Lines of data:

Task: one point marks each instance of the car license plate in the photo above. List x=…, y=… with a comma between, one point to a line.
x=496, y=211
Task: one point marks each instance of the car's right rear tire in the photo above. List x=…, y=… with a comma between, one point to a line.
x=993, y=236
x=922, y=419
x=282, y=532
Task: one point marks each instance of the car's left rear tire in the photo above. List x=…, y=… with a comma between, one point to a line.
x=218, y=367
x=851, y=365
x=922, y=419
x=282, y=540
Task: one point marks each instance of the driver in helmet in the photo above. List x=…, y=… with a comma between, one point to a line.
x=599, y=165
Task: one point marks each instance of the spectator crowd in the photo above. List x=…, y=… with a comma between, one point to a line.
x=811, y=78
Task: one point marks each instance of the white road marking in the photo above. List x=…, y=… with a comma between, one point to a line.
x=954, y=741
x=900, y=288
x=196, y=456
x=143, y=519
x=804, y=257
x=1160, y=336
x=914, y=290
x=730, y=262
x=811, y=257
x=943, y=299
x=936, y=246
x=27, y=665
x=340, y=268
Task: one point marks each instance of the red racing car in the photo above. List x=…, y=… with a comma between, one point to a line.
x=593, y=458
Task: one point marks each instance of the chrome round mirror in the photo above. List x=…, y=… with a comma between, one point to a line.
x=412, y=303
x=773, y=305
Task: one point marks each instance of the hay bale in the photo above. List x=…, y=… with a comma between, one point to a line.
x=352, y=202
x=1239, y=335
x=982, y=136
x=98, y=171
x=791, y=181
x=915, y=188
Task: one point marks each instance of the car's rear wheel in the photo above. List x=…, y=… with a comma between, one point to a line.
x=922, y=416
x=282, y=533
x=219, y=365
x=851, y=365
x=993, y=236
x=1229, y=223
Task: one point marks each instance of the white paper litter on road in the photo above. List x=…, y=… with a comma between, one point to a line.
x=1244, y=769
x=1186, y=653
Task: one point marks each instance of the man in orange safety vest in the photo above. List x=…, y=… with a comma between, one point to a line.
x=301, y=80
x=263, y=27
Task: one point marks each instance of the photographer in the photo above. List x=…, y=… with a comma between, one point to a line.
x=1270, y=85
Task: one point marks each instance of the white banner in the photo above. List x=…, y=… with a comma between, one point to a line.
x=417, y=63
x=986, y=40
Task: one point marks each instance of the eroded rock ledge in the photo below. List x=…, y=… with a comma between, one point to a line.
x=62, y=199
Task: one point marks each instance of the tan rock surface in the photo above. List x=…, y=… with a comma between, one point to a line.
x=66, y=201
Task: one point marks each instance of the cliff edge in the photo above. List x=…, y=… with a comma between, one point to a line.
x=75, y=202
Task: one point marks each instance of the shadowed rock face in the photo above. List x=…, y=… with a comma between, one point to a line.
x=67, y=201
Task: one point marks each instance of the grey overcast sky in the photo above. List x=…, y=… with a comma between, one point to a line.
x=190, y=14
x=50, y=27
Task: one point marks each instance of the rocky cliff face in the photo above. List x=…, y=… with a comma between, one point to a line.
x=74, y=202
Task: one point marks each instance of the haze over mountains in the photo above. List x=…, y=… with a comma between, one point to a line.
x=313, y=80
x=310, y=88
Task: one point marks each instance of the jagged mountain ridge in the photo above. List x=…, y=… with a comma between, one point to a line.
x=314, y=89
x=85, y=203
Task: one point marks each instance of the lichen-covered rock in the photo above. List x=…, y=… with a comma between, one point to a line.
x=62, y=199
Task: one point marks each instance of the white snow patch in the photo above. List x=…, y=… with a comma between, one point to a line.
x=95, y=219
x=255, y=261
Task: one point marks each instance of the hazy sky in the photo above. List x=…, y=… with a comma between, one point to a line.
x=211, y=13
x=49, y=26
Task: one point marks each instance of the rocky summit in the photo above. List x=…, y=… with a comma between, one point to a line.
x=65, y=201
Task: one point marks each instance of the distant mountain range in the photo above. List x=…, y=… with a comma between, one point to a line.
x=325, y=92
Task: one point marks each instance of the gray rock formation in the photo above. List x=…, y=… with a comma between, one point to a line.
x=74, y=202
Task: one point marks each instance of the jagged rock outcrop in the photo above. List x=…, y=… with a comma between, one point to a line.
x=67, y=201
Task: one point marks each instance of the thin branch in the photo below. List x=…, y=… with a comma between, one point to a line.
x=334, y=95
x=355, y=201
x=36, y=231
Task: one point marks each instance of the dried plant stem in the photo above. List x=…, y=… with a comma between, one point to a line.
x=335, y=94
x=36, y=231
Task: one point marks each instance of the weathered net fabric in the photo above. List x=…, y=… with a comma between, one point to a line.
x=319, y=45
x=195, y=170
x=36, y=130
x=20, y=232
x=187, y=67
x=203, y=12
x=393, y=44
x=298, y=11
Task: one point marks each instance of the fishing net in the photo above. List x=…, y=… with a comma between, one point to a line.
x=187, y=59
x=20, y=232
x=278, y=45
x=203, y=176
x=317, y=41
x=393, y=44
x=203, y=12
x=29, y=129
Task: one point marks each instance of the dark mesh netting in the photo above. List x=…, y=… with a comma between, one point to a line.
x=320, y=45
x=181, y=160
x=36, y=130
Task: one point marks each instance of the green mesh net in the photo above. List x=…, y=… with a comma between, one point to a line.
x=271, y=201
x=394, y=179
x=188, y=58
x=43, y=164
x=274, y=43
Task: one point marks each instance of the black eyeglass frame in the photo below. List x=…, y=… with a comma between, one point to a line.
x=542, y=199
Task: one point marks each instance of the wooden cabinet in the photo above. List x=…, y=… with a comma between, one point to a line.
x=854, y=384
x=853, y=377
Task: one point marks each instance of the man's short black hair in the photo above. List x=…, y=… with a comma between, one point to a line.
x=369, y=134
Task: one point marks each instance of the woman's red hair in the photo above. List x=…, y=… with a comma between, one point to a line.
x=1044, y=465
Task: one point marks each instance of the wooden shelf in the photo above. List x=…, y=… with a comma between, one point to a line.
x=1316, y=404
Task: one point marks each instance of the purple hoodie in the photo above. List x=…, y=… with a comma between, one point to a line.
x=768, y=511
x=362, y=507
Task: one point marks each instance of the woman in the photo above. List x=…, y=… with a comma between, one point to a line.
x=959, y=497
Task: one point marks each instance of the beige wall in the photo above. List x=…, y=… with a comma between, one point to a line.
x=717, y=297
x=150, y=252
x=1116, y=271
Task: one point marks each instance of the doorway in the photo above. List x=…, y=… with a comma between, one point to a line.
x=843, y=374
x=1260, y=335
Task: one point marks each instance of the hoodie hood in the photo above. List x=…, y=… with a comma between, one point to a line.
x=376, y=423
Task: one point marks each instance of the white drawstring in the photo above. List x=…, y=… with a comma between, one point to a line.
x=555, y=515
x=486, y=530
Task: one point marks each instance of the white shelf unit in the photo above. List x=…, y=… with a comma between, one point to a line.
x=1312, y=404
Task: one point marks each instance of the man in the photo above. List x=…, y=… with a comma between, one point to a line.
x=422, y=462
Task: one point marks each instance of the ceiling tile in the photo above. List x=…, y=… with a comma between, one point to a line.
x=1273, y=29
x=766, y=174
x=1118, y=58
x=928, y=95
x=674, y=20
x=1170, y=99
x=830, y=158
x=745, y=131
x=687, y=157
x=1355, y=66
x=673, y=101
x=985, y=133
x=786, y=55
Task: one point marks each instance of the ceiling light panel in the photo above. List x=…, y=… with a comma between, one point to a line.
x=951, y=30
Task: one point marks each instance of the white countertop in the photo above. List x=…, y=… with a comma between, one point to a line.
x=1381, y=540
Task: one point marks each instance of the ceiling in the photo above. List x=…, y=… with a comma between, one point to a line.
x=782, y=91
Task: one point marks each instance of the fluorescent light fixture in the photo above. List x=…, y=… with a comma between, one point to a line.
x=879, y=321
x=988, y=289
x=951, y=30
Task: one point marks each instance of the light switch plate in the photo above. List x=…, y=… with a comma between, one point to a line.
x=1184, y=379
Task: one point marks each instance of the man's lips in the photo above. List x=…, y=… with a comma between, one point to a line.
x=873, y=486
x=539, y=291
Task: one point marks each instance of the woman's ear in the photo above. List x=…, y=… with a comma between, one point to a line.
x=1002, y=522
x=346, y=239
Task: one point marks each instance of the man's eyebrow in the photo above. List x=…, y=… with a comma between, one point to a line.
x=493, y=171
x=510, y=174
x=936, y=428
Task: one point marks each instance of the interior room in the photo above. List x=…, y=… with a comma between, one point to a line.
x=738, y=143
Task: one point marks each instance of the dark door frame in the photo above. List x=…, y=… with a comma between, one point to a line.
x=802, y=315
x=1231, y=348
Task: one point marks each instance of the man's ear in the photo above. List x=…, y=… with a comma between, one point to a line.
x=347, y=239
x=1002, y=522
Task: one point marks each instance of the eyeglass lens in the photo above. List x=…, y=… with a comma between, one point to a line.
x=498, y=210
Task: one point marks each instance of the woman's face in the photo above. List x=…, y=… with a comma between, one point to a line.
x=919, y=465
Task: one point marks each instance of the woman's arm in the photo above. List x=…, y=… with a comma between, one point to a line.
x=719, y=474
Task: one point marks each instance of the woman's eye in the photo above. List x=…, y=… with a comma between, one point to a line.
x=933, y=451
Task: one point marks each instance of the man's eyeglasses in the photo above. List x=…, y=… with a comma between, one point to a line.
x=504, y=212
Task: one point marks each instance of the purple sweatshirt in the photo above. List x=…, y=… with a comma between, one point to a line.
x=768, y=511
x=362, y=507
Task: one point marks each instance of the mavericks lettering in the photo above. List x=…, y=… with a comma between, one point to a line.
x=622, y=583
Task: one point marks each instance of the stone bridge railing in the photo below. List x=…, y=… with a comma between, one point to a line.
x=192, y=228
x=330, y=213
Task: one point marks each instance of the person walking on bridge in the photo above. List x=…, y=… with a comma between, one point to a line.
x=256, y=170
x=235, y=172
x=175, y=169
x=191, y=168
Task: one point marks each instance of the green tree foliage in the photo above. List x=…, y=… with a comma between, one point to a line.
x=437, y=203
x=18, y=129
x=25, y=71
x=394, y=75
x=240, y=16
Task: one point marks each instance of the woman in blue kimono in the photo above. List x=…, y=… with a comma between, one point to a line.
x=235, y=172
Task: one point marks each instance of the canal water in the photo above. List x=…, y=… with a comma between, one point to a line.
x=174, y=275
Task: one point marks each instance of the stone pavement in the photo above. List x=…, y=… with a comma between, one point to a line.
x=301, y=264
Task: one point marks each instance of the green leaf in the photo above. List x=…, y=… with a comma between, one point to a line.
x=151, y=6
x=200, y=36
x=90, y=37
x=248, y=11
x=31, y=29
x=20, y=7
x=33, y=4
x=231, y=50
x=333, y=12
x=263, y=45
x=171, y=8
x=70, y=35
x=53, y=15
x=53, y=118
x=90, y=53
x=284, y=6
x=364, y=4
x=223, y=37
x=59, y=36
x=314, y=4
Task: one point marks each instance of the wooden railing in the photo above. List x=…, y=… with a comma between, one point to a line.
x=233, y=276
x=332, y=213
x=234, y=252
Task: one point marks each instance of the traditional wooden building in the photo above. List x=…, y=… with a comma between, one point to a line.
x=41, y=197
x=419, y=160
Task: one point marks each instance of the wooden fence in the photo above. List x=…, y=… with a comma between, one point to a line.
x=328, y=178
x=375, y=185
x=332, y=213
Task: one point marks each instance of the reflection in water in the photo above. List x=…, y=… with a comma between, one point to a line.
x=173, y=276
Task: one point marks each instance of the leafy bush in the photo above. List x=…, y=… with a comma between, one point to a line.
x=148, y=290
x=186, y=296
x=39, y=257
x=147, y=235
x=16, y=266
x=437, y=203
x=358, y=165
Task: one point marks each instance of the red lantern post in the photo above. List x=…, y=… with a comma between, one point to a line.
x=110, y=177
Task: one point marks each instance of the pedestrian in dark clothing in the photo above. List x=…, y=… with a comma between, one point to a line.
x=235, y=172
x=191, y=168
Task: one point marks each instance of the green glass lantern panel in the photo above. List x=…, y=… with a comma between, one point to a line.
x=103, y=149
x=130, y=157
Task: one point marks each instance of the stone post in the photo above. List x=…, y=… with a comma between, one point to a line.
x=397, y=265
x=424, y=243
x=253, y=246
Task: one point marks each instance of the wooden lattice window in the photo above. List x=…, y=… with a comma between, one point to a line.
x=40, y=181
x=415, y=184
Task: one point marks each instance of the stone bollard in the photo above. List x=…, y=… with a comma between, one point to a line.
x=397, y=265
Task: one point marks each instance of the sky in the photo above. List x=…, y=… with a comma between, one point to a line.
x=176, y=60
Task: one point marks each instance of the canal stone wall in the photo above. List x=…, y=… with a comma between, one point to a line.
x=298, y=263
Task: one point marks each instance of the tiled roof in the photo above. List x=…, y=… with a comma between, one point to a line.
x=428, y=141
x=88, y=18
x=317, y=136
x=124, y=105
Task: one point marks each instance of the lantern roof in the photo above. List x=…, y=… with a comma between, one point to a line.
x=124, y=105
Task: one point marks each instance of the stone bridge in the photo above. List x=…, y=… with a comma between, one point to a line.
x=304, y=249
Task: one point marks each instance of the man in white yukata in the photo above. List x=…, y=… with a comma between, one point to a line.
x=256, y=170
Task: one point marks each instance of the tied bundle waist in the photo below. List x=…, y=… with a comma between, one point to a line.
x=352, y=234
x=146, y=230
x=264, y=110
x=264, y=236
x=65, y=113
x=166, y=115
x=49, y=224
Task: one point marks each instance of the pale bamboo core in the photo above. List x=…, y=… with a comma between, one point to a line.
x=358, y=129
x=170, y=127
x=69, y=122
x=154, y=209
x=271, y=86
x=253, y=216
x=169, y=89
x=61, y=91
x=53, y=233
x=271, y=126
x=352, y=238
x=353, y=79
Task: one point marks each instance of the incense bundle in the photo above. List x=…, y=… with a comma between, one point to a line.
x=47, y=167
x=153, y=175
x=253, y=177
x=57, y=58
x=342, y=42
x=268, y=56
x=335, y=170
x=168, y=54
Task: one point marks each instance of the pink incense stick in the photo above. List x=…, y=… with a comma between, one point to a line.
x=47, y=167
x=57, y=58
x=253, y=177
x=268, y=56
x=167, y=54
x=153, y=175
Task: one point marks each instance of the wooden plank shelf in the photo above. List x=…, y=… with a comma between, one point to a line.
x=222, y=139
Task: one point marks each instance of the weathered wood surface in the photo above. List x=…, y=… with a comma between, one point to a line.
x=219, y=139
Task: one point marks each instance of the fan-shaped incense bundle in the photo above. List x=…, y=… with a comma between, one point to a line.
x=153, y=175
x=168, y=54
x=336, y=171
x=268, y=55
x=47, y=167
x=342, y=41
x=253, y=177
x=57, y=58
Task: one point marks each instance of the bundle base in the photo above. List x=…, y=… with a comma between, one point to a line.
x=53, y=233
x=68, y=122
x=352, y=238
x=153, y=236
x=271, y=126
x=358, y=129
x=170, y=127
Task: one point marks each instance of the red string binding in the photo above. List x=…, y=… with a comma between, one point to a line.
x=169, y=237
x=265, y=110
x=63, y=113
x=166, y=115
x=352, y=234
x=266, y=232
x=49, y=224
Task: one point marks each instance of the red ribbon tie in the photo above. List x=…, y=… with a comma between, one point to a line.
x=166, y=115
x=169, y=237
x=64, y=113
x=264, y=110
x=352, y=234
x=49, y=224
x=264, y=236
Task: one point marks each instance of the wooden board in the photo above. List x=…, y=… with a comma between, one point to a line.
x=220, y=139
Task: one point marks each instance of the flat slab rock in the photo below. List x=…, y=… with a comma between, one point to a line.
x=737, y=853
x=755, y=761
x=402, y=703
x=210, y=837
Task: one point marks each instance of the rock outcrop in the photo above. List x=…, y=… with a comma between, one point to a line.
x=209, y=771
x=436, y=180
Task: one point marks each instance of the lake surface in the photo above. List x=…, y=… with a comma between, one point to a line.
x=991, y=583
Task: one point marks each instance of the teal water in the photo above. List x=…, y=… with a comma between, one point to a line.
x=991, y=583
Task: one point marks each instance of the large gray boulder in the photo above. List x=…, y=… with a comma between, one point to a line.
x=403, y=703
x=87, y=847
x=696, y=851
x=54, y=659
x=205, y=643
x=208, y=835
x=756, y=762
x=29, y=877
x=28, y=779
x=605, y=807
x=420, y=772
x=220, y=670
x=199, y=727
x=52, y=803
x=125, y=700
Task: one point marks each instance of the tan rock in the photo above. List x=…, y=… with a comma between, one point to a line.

WRITTEN PROBLEM - Arrange everything from the start of the items down to and including the line containing "x=599, y=165" as a Markdown table with the columns Row and Line. Give each line a row number, and leave out blank lines.

RESULT FOR THIS EXERCISE -
| Row | Line |
|---|---|
| 1 | Task: one point marks each instance of the car license plate in the photo above. List x=…, y=… with a comma between, one point to a line. |
| 2 | x=496, y=211 |
| 3 | Task: one point marks each instance of the car's right rear tire in the photo above. List x=…, y=… with a comma between, one point to a line. |
| 4 | x=993, y=236 |
| 5 | x=922, y=419 |
| 6 | x=282, y=532 |
| 7 | Task: one point marks each instance of the car's left rear tire in the photo above. List x=…, y=… with a comma between, one point to a line. |
| 8 | x=218, y=367 |
| 9 | x=851, y=365 |
| 10 | x=922, y=419 |
| 11 | x=282, y=540 |
| 12 | Task: one point marks each instance of the driver in helmet in the photo above. List x=…, y=… with a comma between, one point to a line. |
| 13 | x=599, y=165 |